Problem to solve
Copy out word for word the lines in the records, starting with the line that contains "Return the mask of every instance of the rocky" and going on through the line that contains "85 19 L 134". Leave the pictures out of your copy.

═════ Entries shown ═════

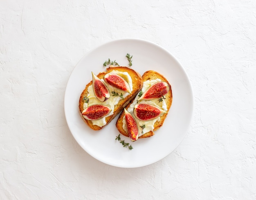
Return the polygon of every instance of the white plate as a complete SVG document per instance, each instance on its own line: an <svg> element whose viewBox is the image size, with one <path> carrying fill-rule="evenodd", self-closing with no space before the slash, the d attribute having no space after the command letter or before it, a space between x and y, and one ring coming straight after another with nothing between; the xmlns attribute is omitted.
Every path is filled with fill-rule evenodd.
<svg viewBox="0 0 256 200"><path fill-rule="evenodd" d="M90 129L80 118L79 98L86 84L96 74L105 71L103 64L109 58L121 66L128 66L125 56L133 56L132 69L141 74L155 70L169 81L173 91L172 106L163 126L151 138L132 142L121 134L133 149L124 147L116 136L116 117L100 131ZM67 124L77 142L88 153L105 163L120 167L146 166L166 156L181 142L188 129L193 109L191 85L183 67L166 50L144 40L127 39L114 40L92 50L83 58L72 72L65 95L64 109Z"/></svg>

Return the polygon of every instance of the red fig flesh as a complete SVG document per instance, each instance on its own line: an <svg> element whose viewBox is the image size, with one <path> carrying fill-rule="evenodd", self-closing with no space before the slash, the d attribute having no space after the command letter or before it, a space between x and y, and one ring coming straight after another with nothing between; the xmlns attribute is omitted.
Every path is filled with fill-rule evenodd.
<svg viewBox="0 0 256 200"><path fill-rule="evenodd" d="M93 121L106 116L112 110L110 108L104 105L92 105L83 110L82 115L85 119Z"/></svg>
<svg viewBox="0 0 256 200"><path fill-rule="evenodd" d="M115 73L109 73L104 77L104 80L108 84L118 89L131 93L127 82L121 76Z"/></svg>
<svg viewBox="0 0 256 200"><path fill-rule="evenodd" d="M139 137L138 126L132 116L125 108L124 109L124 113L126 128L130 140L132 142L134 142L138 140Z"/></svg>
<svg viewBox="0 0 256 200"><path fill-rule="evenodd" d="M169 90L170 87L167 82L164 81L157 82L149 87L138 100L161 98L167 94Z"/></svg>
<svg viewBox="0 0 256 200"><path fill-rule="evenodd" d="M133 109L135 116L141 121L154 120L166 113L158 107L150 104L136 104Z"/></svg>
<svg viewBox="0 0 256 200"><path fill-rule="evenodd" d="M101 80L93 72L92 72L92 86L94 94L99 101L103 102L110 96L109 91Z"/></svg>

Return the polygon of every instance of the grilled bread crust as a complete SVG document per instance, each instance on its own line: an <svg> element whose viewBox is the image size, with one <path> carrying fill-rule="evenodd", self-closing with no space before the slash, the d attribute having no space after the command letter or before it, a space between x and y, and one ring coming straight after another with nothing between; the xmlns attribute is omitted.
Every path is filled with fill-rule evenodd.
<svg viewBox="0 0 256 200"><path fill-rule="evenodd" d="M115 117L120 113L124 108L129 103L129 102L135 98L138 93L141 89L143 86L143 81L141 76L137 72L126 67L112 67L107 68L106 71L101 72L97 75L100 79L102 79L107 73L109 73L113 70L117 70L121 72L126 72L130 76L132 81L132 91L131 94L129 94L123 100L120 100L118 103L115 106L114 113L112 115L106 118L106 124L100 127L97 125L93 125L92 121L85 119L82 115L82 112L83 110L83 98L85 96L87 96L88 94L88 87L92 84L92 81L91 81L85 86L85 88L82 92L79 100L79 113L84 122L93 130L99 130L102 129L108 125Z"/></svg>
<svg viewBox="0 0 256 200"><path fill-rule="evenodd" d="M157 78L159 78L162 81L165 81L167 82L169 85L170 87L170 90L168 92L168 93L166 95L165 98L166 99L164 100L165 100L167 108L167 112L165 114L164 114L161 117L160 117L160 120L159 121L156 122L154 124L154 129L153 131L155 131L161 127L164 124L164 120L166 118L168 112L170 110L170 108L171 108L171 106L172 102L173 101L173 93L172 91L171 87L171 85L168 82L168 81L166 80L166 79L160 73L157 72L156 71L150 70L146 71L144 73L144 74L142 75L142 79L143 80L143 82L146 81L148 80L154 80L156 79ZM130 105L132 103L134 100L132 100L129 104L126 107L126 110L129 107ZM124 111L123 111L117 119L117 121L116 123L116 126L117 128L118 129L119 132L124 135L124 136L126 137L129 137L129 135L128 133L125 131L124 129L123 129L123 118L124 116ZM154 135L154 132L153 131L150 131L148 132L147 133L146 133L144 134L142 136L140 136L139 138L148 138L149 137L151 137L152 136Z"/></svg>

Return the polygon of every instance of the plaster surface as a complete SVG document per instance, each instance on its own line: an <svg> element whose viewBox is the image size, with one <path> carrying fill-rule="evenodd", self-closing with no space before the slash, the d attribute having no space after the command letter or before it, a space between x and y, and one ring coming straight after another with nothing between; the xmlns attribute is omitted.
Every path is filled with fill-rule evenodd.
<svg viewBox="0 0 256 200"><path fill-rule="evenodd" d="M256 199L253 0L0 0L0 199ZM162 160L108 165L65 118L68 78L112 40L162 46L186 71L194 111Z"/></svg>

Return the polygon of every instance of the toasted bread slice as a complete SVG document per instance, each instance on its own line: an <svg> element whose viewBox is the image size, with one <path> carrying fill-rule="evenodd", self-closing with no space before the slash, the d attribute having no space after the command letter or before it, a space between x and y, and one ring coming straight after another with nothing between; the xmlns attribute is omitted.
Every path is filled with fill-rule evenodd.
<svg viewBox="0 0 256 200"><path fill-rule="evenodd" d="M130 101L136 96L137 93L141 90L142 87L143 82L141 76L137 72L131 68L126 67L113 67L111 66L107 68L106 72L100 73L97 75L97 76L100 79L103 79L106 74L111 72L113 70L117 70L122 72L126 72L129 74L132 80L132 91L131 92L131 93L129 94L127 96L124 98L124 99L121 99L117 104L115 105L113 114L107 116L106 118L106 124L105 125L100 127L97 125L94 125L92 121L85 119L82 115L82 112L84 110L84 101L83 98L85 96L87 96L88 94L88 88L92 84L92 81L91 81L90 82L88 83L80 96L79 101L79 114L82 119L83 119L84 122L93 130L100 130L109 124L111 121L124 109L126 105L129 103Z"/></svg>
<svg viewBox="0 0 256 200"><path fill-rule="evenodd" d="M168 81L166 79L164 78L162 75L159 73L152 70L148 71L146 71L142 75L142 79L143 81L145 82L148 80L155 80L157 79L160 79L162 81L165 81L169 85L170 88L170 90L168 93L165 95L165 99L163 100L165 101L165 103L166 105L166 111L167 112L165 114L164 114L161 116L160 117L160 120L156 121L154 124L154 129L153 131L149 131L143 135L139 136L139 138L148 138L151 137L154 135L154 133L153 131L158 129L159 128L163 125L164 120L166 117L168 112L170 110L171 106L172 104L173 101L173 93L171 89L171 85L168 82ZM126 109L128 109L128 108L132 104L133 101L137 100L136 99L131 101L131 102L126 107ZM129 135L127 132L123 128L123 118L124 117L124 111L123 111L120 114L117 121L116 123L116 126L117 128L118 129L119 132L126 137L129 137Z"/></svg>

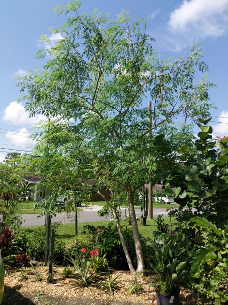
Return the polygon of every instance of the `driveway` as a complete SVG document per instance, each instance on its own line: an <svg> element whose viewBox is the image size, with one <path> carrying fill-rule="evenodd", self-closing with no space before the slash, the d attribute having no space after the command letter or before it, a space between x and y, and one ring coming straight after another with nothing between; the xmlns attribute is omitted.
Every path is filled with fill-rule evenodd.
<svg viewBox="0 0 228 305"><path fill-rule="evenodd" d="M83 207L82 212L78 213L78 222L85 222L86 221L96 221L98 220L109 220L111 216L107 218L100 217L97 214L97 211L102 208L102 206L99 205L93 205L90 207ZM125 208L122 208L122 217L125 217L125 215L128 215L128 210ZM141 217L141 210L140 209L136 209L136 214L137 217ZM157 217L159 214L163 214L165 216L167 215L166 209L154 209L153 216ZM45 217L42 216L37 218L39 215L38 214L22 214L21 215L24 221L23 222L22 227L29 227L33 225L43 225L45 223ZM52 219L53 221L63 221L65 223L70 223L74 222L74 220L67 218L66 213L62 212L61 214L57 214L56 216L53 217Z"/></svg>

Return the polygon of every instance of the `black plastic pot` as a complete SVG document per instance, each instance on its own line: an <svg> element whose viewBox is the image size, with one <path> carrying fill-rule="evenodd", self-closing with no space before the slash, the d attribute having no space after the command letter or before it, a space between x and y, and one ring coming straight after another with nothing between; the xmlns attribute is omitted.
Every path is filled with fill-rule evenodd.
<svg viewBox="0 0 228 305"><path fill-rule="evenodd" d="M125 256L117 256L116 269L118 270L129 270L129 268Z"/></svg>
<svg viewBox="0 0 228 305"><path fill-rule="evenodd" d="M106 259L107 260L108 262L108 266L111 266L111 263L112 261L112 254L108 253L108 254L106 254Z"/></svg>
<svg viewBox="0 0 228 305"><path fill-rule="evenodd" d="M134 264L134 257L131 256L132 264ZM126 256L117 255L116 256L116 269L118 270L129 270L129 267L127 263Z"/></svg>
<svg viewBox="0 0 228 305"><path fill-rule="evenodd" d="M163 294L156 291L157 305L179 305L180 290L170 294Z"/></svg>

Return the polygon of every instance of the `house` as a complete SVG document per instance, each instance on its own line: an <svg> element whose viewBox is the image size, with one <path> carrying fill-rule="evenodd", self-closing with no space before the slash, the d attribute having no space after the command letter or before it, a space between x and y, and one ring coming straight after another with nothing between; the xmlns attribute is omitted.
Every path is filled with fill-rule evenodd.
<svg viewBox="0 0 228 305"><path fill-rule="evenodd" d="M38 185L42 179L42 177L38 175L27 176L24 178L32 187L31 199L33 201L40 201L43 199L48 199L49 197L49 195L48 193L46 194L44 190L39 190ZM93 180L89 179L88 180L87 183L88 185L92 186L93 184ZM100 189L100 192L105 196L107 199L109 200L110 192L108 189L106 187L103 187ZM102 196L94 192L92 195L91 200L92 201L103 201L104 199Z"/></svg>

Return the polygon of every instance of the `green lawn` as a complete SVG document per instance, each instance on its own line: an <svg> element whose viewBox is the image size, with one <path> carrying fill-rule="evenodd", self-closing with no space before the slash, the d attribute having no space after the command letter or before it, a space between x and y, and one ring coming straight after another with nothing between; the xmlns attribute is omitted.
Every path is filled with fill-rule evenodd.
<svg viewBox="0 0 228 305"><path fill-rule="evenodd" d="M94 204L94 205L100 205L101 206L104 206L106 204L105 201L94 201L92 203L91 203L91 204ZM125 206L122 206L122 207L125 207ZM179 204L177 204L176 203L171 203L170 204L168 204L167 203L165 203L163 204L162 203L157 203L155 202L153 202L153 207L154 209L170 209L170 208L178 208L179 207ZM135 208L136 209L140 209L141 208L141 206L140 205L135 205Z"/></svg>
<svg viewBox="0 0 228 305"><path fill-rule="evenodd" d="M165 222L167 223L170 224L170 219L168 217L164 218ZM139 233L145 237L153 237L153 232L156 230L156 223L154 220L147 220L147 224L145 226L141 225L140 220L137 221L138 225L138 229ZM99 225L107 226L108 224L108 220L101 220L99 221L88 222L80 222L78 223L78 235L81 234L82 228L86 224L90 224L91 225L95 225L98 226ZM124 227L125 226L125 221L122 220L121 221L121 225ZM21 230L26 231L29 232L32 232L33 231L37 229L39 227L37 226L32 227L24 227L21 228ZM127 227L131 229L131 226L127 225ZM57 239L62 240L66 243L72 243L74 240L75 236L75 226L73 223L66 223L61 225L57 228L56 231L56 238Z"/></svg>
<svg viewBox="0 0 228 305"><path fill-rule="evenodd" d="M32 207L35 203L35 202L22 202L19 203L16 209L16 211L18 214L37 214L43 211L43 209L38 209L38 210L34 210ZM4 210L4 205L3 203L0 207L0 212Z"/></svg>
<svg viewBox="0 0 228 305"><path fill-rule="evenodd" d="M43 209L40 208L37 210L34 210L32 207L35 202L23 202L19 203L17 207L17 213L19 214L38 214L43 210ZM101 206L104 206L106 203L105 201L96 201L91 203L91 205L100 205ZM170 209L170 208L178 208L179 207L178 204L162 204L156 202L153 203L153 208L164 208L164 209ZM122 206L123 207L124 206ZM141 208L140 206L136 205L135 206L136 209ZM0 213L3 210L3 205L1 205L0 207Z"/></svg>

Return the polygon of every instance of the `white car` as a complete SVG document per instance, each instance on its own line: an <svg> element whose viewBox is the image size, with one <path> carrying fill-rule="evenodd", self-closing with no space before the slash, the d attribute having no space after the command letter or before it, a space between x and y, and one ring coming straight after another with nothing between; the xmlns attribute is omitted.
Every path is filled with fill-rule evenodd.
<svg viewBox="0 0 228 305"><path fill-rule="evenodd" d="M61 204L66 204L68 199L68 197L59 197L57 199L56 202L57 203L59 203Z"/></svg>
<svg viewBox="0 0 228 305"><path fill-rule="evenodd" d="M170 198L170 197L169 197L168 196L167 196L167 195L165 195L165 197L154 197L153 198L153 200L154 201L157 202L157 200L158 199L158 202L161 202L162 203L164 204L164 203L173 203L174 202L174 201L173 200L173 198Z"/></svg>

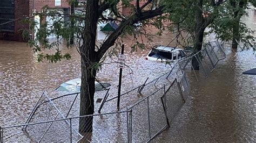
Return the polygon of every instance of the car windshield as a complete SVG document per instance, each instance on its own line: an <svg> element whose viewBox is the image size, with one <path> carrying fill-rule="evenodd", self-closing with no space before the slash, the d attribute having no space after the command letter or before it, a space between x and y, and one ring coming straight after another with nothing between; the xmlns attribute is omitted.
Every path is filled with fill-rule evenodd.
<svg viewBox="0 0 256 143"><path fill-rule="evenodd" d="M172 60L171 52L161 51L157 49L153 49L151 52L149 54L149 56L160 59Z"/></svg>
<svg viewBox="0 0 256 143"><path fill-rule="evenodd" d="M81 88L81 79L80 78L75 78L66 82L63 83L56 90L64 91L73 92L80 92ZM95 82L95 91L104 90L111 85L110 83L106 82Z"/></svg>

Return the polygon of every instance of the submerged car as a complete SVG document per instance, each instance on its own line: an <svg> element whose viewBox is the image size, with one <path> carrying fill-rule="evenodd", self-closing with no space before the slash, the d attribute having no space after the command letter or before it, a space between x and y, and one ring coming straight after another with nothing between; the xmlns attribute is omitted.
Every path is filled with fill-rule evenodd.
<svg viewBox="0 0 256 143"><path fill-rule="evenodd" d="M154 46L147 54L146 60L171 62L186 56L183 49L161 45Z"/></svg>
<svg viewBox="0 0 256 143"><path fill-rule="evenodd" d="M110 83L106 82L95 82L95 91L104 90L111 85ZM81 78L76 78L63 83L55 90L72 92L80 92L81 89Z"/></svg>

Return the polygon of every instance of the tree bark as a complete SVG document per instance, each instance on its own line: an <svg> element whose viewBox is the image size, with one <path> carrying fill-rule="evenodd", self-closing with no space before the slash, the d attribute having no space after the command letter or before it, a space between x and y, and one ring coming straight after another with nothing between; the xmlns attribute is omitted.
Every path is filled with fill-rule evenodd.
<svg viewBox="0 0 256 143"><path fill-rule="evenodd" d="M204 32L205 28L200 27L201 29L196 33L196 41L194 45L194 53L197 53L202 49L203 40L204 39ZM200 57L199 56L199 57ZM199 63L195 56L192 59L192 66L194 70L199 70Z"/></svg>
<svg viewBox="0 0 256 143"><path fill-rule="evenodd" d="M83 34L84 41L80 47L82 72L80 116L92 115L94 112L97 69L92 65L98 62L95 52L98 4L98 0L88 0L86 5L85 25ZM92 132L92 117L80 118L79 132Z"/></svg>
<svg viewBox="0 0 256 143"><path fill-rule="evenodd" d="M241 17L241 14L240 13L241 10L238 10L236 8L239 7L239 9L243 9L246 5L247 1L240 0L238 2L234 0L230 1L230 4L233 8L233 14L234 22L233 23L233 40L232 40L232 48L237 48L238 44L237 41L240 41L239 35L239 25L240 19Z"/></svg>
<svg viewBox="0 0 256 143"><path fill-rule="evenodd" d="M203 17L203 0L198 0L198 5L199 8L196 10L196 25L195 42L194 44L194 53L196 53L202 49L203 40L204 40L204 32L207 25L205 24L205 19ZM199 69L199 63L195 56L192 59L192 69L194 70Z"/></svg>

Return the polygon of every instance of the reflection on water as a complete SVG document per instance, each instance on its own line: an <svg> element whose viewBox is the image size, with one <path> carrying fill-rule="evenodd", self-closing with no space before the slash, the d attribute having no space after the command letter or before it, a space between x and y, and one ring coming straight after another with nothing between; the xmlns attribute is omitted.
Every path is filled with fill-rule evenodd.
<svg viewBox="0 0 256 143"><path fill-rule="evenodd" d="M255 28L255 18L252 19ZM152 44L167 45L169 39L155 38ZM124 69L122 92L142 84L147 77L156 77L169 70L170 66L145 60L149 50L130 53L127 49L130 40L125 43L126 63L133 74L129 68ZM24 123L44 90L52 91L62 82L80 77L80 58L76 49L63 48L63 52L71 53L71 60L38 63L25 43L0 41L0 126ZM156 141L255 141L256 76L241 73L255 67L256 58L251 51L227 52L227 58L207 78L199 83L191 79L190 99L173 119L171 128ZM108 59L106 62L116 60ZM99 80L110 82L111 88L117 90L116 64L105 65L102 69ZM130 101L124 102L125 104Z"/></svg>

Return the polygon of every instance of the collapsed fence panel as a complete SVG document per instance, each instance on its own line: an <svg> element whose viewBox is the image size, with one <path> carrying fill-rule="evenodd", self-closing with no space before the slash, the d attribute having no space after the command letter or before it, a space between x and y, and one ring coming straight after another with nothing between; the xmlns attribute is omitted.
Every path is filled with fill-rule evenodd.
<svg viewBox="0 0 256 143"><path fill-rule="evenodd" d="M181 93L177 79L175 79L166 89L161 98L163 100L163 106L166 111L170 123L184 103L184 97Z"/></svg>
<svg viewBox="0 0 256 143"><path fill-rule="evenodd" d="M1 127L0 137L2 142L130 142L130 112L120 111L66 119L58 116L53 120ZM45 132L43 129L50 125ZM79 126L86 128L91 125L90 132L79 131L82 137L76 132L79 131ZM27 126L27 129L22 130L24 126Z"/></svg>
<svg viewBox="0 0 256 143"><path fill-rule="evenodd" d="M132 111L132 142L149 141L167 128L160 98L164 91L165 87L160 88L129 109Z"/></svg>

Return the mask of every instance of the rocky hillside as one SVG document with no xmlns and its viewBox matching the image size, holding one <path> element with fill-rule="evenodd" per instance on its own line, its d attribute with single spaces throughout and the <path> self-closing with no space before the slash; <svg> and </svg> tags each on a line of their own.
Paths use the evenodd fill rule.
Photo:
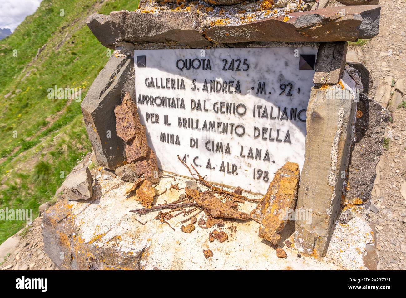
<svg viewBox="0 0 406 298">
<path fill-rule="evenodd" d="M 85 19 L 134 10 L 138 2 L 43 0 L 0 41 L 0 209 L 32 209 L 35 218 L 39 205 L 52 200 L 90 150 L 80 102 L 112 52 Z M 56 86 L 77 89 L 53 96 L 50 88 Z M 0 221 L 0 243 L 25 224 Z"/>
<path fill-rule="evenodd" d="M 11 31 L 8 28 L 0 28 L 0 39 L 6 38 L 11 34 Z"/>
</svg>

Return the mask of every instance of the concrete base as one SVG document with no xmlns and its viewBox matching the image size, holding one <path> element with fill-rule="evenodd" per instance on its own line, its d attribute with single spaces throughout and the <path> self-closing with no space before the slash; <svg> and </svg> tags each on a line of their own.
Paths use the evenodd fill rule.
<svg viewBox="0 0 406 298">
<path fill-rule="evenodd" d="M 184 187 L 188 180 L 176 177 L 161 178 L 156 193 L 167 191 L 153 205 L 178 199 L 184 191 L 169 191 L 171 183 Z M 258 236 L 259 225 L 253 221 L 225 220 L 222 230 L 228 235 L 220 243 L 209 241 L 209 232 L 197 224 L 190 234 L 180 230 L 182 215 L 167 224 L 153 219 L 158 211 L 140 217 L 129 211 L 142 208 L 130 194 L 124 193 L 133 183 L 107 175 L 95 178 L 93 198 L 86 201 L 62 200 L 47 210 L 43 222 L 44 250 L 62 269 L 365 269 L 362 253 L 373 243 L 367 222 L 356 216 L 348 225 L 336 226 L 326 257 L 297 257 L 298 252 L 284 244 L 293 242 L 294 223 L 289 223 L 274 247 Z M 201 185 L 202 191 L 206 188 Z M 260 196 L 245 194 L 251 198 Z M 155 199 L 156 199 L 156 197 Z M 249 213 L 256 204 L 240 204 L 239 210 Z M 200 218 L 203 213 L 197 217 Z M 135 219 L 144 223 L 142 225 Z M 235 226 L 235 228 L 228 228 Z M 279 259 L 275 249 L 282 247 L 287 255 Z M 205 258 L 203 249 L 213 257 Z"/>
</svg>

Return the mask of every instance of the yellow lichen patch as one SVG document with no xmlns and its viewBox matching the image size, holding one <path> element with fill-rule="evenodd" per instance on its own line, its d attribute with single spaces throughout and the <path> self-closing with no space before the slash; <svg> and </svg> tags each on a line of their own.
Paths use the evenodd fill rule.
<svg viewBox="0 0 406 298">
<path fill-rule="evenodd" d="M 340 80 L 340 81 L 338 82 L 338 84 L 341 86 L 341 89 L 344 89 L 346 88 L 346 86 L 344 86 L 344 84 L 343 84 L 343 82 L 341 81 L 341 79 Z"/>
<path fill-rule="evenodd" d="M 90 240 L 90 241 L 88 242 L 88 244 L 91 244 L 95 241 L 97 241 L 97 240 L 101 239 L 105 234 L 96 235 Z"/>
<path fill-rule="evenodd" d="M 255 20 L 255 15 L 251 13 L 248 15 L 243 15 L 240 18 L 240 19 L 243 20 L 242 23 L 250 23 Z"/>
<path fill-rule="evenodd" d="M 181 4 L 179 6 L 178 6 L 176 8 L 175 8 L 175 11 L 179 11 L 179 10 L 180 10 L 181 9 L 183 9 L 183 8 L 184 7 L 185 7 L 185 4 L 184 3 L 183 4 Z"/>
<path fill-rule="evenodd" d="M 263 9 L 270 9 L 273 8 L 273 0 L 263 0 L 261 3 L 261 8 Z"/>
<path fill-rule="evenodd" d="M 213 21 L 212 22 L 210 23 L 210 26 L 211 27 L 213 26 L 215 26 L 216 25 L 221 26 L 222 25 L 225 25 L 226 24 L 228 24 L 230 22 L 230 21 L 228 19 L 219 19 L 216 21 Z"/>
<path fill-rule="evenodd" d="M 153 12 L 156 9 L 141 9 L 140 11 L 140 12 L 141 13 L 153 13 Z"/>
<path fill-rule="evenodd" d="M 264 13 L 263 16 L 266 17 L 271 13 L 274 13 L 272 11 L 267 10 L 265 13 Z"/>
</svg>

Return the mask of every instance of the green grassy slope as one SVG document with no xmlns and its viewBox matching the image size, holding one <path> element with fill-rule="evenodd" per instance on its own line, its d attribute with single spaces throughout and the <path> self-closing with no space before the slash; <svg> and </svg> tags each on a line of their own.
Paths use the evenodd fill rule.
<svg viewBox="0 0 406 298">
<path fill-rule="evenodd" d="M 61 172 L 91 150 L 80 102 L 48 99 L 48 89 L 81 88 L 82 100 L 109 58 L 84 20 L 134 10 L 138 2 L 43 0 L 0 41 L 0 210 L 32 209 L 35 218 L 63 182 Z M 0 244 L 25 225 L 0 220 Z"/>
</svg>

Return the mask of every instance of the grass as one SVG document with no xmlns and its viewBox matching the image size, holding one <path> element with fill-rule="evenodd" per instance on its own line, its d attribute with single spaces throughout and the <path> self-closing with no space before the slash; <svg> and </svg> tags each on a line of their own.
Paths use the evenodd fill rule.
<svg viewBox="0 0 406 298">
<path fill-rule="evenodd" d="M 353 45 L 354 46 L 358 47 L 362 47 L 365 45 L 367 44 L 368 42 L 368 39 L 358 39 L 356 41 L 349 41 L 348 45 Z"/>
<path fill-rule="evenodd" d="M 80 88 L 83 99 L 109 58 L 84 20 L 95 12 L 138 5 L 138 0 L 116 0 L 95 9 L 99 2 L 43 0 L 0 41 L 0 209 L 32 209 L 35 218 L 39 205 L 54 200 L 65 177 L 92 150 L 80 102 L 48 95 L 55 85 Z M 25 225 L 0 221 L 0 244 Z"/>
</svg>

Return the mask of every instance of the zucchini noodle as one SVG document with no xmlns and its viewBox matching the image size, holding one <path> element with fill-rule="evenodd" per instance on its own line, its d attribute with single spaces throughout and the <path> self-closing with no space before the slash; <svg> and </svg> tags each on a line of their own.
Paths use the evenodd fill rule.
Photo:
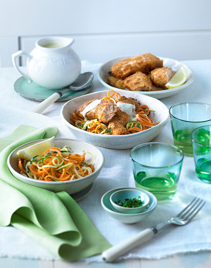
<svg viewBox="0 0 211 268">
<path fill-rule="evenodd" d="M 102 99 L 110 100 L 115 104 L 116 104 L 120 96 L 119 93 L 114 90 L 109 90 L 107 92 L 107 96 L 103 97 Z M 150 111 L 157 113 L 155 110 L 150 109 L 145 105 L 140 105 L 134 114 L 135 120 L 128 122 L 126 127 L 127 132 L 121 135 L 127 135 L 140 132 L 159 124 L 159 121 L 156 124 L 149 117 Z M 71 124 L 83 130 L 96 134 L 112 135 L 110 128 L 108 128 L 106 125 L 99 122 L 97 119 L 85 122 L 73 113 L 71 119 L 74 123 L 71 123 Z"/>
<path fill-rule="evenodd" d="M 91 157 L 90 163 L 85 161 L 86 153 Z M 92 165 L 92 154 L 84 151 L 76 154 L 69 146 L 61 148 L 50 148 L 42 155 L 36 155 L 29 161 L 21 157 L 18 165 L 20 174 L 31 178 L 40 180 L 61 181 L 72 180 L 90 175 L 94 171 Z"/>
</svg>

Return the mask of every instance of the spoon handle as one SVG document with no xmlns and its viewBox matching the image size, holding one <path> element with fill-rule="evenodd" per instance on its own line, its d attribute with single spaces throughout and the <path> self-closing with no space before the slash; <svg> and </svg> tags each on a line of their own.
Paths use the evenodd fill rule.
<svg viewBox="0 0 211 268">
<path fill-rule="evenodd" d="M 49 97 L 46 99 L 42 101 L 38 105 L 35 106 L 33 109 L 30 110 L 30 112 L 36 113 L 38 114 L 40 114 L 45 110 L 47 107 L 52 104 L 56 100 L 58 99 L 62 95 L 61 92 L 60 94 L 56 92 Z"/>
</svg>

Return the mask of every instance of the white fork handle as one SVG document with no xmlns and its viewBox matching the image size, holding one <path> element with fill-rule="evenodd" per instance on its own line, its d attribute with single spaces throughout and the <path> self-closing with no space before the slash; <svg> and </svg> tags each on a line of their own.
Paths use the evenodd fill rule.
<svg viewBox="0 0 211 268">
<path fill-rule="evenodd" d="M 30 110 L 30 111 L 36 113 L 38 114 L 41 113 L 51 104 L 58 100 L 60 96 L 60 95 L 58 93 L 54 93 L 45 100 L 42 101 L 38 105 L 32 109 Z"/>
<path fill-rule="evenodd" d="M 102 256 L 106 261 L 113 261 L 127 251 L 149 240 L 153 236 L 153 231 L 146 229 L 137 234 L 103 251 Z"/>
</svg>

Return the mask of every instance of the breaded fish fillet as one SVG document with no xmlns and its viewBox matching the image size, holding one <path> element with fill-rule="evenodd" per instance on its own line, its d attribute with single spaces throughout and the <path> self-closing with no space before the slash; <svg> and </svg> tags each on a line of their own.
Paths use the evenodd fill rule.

═════

Reply
Return the mask of every instance of the rocky hillside as one SVG document with no xmlns and its viewBox matching the image size, holding one <path> element with fill-rule="evenodd" per instance on its own line, its d attribute with single spaces throughout and the <path> self-closing with no space before the slash; <svg> and </svg> tags each on a line of their own.
Paths use the evenodd fill rule.
Photo:
<svg viewBox="0 0 406 298">
<path fill-rule="evenodd" d="M 85 19 L 134 10 L 138 2 L 43 0 L 0 41 L 0 209 L 32 209 L 35 218 L 39 205 L 52 200 L 90 150 L 80 102 L 112 52 Z M 56 86 L 77 89 L 53 96 L 50 88 Z M 0 221 L 0 243 L 25 224 Z"/>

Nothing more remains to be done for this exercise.